═════ Records supplied

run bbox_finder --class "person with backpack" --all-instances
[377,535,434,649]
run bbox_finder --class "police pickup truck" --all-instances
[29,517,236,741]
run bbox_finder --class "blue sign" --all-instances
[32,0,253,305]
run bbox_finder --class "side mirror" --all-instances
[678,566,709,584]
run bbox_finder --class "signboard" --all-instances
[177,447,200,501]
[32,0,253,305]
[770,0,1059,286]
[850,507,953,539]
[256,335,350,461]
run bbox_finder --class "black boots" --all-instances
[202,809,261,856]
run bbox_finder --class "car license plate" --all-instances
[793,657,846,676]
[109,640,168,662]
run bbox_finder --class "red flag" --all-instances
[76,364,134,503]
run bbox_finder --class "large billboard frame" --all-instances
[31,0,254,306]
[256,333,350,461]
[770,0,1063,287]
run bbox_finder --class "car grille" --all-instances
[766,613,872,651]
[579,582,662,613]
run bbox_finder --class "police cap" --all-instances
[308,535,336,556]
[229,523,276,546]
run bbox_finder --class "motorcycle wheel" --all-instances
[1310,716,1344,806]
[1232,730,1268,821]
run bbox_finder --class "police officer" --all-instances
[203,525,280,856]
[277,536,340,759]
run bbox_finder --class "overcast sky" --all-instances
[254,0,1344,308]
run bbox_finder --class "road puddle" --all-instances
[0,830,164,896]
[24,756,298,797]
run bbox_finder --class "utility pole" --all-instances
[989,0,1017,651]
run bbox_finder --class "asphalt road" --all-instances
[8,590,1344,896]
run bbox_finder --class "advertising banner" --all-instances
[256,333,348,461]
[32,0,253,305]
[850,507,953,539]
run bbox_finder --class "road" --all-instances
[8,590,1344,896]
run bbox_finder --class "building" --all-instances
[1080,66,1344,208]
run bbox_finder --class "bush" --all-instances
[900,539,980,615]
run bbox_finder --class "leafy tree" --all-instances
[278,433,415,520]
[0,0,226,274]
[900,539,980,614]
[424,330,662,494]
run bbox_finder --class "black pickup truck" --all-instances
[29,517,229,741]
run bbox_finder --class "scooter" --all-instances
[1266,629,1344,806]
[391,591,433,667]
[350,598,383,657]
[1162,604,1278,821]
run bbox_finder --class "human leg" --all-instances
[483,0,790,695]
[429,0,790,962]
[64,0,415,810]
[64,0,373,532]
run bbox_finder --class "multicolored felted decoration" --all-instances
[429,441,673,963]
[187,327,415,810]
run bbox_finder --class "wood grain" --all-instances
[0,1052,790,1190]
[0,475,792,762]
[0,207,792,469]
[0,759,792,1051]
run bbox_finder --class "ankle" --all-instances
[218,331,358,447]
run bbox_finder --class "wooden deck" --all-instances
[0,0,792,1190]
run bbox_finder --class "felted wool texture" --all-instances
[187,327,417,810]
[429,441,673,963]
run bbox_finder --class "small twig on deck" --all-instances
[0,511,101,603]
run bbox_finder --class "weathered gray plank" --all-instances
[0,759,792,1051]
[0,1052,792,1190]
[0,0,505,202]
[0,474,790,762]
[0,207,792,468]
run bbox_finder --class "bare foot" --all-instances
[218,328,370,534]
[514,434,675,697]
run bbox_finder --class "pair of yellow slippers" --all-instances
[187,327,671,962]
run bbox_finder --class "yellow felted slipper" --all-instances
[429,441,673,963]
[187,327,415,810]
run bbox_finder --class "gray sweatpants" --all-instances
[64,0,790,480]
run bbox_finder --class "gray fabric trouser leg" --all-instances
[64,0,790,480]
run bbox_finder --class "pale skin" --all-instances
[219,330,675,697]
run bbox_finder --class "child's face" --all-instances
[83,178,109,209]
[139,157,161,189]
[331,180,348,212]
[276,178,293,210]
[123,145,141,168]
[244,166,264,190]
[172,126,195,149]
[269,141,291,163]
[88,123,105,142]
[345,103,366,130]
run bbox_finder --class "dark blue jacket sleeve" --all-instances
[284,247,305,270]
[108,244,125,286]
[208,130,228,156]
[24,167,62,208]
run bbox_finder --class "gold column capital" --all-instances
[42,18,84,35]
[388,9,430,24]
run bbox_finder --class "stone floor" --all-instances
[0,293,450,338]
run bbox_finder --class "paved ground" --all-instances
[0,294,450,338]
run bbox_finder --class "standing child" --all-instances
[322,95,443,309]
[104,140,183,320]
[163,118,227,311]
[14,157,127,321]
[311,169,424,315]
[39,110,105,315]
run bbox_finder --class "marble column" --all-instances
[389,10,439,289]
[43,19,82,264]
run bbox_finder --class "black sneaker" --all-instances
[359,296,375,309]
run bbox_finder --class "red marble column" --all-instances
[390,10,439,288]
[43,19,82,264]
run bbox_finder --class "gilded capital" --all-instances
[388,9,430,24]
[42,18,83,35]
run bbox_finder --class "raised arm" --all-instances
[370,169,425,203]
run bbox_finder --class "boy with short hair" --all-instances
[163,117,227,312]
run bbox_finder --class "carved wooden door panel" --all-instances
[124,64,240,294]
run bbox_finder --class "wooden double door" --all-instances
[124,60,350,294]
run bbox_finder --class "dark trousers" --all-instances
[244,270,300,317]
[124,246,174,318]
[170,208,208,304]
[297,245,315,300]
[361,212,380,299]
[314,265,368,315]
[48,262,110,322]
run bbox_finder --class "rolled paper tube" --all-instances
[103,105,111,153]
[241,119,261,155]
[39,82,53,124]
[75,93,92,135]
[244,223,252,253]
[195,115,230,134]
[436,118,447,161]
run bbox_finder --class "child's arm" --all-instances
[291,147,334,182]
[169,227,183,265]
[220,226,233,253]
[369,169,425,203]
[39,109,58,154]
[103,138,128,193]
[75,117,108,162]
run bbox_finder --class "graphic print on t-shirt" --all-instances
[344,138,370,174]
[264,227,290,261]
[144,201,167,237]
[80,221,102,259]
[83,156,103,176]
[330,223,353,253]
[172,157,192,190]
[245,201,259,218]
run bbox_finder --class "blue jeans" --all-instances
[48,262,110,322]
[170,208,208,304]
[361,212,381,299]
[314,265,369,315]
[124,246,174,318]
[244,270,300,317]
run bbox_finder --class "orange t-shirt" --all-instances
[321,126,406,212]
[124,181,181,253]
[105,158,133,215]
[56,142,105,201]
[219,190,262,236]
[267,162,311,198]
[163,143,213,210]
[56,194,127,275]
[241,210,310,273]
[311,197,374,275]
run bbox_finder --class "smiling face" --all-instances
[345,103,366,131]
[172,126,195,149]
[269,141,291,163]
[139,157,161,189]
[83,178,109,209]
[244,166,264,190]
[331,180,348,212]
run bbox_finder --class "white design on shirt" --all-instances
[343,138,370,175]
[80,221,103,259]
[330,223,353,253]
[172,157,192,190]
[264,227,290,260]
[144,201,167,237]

══════════

Write out every line again, from the first line of the entries through the line that contains "[76,364,134,503]", and shift each bounding box coordinate in the answers up by 8. Keep every other line unchanged.

run bbox_finder --class "person with backpack" --all-instances
[385,543,442,657]
run bbox_finder --class "police pickup truck" --all-instances
[37,525,244,749]
run bbox_finder --class "blue sign" --all-instances
[40,8,261,313]
run bbox_finder --class "side mirror" --all-instances
[686,574,717,592]
run bbox_finder --class "signboard" --all-instances
[185,455,208,509]
[40,8,261,313]
[778,8,1067,294]
[858,515,961,547]
[264,343,358,469]
run bbox_finder --class "black boots" --all-instances
[210,817,269,864]
run bbox_finder --class "car license plate" --all-instances
[801,665,854,684]
[117,648,176,670]
run bbox_finder --class "red flag" --all-instances
[84,372,142,511]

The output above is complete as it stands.